-- Brief --
Repeat everything in the material exactly.

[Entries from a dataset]
★ ★ ★

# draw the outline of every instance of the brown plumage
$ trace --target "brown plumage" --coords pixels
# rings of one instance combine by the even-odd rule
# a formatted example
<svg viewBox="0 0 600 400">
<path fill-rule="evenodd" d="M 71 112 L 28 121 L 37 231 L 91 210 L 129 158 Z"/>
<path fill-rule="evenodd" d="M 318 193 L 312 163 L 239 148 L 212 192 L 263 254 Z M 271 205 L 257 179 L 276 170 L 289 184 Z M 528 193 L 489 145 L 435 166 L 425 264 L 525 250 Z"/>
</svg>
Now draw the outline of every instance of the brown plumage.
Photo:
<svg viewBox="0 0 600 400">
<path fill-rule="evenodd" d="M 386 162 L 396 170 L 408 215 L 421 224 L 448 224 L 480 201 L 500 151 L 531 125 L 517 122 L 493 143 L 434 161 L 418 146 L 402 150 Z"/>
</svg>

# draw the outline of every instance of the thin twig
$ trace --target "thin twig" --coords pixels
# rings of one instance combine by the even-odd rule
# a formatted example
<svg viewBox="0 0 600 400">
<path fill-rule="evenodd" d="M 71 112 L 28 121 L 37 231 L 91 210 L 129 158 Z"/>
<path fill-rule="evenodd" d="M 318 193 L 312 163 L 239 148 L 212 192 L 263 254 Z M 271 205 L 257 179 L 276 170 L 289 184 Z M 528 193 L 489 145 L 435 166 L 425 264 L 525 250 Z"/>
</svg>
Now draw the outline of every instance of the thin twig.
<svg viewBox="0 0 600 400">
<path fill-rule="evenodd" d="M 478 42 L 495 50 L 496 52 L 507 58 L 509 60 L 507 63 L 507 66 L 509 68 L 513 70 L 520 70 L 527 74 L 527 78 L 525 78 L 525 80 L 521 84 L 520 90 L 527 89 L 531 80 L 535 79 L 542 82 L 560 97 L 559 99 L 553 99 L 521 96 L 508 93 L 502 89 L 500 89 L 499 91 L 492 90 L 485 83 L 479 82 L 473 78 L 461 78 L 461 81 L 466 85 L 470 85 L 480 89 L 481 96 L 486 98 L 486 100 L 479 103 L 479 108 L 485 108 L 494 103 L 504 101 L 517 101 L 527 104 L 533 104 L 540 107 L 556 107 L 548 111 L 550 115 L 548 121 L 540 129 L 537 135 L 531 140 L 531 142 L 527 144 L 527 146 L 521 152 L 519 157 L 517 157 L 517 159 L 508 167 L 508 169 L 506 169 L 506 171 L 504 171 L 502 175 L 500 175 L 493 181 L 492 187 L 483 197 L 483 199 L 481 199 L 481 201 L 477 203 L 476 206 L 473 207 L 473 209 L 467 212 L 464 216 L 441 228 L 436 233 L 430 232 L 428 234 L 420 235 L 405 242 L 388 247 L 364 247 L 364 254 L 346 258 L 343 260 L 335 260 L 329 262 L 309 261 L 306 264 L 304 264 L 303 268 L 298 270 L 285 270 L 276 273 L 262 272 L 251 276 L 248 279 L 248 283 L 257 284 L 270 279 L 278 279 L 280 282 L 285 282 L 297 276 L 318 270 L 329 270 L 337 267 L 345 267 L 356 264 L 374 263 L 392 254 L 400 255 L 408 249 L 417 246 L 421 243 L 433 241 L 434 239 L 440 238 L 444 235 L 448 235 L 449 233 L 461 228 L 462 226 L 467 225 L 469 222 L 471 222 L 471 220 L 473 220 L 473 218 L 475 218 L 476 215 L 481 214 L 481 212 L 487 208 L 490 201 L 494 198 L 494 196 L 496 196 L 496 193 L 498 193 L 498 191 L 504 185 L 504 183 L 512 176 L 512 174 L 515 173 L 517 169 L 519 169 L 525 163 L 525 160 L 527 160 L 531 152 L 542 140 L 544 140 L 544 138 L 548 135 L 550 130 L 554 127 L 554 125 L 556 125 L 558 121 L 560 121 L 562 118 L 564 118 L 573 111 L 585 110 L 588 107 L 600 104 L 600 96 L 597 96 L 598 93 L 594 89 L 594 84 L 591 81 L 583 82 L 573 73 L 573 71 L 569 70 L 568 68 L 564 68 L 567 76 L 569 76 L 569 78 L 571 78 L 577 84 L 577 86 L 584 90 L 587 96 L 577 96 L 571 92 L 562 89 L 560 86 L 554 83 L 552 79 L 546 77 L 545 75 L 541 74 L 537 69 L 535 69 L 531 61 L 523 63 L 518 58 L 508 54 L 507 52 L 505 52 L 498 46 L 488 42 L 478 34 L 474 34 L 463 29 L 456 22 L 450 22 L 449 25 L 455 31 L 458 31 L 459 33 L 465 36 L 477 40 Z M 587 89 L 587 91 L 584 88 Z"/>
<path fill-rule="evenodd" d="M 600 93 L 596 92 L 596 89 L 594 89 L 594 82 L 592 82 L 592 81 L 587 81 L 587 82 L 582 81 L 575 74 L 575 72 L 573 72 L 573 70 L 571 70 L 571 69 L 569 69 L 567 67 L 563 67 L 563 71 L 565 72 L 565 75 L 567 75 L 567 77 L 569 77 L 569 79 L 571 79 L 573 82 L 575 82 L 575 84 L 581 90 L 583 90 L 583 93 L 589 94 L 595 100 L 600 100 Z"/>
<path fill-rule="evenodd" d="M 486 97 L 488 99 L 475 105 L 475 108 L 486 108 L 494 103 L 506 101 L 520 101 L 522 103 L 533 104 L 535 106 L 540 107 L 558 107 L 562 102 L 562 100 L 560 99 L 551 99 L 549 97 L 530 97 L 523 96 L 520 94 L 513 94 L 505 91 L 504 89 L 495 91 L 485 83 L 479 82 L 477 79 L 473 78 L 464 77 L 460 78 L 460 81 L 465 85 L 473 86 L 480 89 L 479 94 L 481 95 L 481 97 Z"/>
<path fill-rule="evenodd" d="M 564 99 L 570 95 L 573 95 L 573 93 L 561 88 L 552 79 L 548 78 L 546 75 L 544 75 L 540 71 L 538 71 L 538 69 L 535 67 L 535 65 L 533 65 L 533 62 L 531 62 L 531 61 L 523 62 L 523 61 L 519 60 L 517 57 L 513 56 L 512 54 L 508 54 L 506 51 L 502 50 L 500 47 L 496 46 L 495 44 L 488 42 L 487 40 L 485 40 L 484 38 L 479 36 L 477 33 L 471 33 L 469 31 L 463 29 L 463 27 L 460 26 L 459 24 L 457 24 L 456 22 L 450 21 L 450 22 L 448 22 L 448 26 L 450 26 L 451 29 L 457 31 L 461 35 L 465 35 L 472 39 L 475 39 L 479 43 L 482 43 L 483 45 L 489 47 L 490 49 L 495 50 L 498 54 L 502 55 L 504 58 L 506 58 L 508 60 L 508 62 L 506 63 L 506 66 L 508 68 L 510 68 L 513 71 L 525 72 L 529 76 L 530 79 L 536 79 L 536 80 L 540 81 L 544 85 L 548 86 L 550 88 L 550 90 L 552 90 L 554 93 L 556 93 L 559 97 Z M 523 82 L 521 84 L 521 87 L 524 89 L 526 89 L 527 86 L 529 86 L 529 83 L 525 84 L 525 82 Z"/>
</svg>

★ ★ ★

-- Expected answer --
# draw the outline of every instance of the brown plumage
$ trace --target "brown plumage" --coords pixels
# rings of one instance combine by the even-odd rule
# a formatted example
<svg viewBox="0 0 600 400">
<path fill-rule="evenodd" d="M 71 112 L 28 121 L 37 231 L 91 210 L 129 158 Z"/>
<path fill-rule="evenodd" d="M 318 193 L 312 163 L 239 148 L 212 192 L 263 254 Z M 271 205 L 257 179 L 276 170 L 289 184 Z M 528 193 L 489 145 L 435 166 L 425 264 L 525 250 Z"/>
</svg>
Now draw the outline of every instance of the brown plumage.
Photo:
<svg viewBox="0 0 600 400">
<path fill-rule="evenodd" d="M 386 162 L 396 170 L 408 215 L 421 224 L 448 224 L 480 201 L 500 151 L 531 125 L 517 122 L 493 143 L 434 161 L 418 146 L 402 150 Z"/>
</svg>

# draw the outline of every instance of the thin twig
$ trace --target "thin twig" --coords pixels
# rings of one instance combine by the even-odd rule
# a formatted example
<svg viewBox="0 0 600 400">
<path fill-rule="evenodd" d="M 71 112 L 28 121 L 37 231 L 91 210 L 129 158 Z"/>
<path fill-rule="evenodd" d="M 318 193 L 312 163 L 239 148 L 212 192 L 263 254 Z M 271 205 L 257 179 L 276 170 L 289 184 Z M 528 193 L 489 145 L 435 166 L 425 264 L 525 250 Z"/>
</svg>
Now draw the outline of every instance of the thin twig.
<svg viewBox="0 0 600 400">
<path fill-rule="evenodd" d="M 478 42 L 495 50 L 496 52 L 507 58 L 509 60 L 507 63 L 507 66 L 509 68 L 513 70 L 520 70 L 527 74 L 527 78 L 525 78 L 525 80 L 521 84 L 520 90 L 527 89 L 531 80 L 535 79 L 542 82 L 560 97 L 559 99 L 553 99 L 521 96 L 508 93 L 502 89 L 500 89 L 499 91 L 492 90 L 485 83 L 479 82 L 473 78 L 461 78 L 461 81 L 466 85 L 470 85 L 480 89 L 481 96 L 486 98 L 486 100 L 479 103 L 479 108 L 485 108 L 494 103 L 504 101 L 517 101 L 527 104 L 533 104 L 540 107 L 556 107 L 548 111 L 550 115 L 548 121 L 540 129 L 537 135 L 531 140 L 531 142 L 527 144 L 527 146 L 521 152 L 519 157 L 517 157 L 517 159 L 508 167 L 508 169 L 506 169 L 506 171 L 504 171 L 502 175 L 500 175 L 493 181 L 492 187 L 483 197 L 483 199 L 481 199 L 481 201 L 477 203 L 476 206 L 473 207 L 473 209 L 467 212 L 464 216 L 441 228 L 436 233 L 430 232 L 428 234 L 420 235 L 405 242 L 388 247 L 364 247 L 364 254 L 346 258 L 343 260 L 335 260 L 329 262 L 309 261 L 306 264 L 304 264 L 303 268 L 298 270 L 285 270 L 276 273 L 262 272 L 251 276 L 248 279 L 248 283 L 257 284 L 270 279 L 278 279 L 280 282 L 285 282 L 297 276 L 318 270 L 329 270 L 337 267 L 345 267 L 356 264 L 374 263 L 392 254 L 400 255 L 408 249 L 417 246 L 421 243 L 433 241 L 434 239 L 440 238 L 444 235 L 448 235 L 449 233 L 461 228 L 462 226 L 467 225 L 469 222 L 471 222 L 471 220 L 473 220 L 473 218 L 475 218 L 476 215 L 481 214 L 481 212 L 487 208 L 490 201 L 494 198 L 494 196 L 496 196 L 496 193 L 498 193 L 498 191 L 504 185 L 504 183 L 512 176 L 512 174 L 515 173 L 517 169 L 519 169 L 525 163 L 525 160 L 527 160 L 531 152 L 542 140 L 544 140 L 544 138 L 548 135 L 550 130 L 554 127 L 554 125 L 556 125 L 558 121 L 560 121 L 562 118 L 564 118 L 573 111 L 585 110 L 588 107 L 600 104 L 600 96 L 597 96 L 598 93 L 594 89 L 594 84 L 591 81 L 583 82 L 573 73 L 573 71 L 569 70 L 568 68 L 564 68 L 567 76 L 569 76 L 569 78 L 571 78 L 577 84 L 577 86 L 584 90 L 587 96 L 577 96 L 571 92 L 562 89 L 560 86 L 554 83 L 552 79 L 546 77 L 545 75 L 541 74 L 537 69 L 535 69 L 531 61 L 523 63 L 518 58 L 508 54 L 507 52 L 505 52 L 498 46 L 488 42 L 478 34 L 474 34 L 463 29 L 456 22 L 450 22 L 449 25 L 455 31 L 458 31 L 459 33 L 465 36 L 477 40 Z M 587 89 L 587 91 L 584 88 Z"/>
<path fill-rule="evenodd" d="M 600 93 L 596 92 L 596 89 L 594 89 L 594 82 L 592 82 L 592 81 L 587 81 L 587 82 L 582 81 L 575 74 L 575 72 L 573 72 L 573 70 L 571 70 L 571 69 L 569 69 L 567 67 L 563 67 L 563 71 L 565 72 L 565 75 L 567 75 L 567 77 L 569 77 L 569 79 L 571 79 L 573 82 L 575 82 L 575 84 L 581 90 L 583 90 L 583 93 L 589 94 L 595 100 L 600 100 Z"/>
<path fill-rule="evenodd" d="M 486 97 L 488 99 L 475 105 L 475 108 L 486 108 L 494 103 L 506 101 L 520 101 L 522 103 L 533 104 L 535 106 L 540 107 L 558 107 L 562 102 L 562 100 L 560 99 L 551 99 L 549 97 L 530 97 L 523 96 L 520 94 L 513 94 L 505 91 L 504 89 L 495 91 L 485 83 L 479 82 L 477 79 L 473 78 L 464 77 L 460 78 L 460 81 L 465 85 L 473 86 L 480 89 L 479 94 L 481 95 L 481 97 Z"/>
<path fill-rule="evenodd" d="M 564 99 L 570 95 L 573 95 L 573 93 L 561 88 L 552 79 L 548 78 L 546 75 L 544 75 L 540 71 L 538 71 L 538 69 L 535 67 L 535 65 L 533 65 L 533 62 L 531 62 L 531 61 L 523 62 L 523 61 L 519 60 L 517 57 L 513 56 L 512 54 L 508 54 L 506 51 L 502 50 L 500 47 L 496 46 L 495 44 L 488 42 L 487 40 L 485 40 L 484 38 L 479 36 L 477 33 L 471 33 L 469 31 L 463 29 L 463 27 L 460 26 L 459 24 L 457 24 L 456 22 L 450 21 L 450 22 L 448 22 L 448 26 L 450 26 L 451 29 L 457 31 L 461 35 L 465 35 L 472 39 L 475 39 L 479 43 L 482 43 L 483 45 L 489 47 L 490 49 L 495 50 L 498 54 L 502 55 L 504 58 L 506 58 L 508 60 L 508 62 L 506 63 L 506 66 L 508 68 L 510 68 L 513 71 L 525 72 L 529 76 L 530 79 L 536 79 L 536 80 L 540 81 L 544 85 L 548 86 L 550 88 L 550 90 L 552 90 L 554 93 L 556 93 L 559 97 Z M 523 82 L 521 84 L 521 87 L 524 89 L 526 89 L 527 86 L 529 86 L 529 83 L 525 84 L 525 82 Z"/>
</svg>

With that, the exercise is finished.